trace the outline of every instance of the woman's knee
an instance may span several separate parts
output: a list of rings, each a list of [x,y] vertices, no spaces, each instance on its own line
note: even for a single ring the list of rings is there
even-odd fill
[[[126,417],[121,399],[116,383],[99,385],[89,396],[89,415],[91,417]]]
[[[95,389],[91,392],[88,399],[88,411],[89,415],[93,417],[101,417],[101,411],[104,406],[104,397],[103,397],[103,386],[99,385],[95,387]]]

» **AIM OF THE EXERCISE**
Repeat each entry exactly.

» **WRITTEN SOLUTION**
trace the outline of every instance of the woman's knee
an instance may span several separate parts
output: a list of rings, each a list of [x,y] vertices, no spaces, each instance on its own line
note: even for a single ring the list of rings is there
even-odd fill
[[[126,417],[121,399],[116,383],[99,385],[89,396],[89,415],[91,417]]]
[[[95,389],[91,392],[88,399],[88,411],[89,415],[93,417],[101,417],[101,411],[104,406],[104,397],[103,397],[103,386],[99,385],[95,387]]]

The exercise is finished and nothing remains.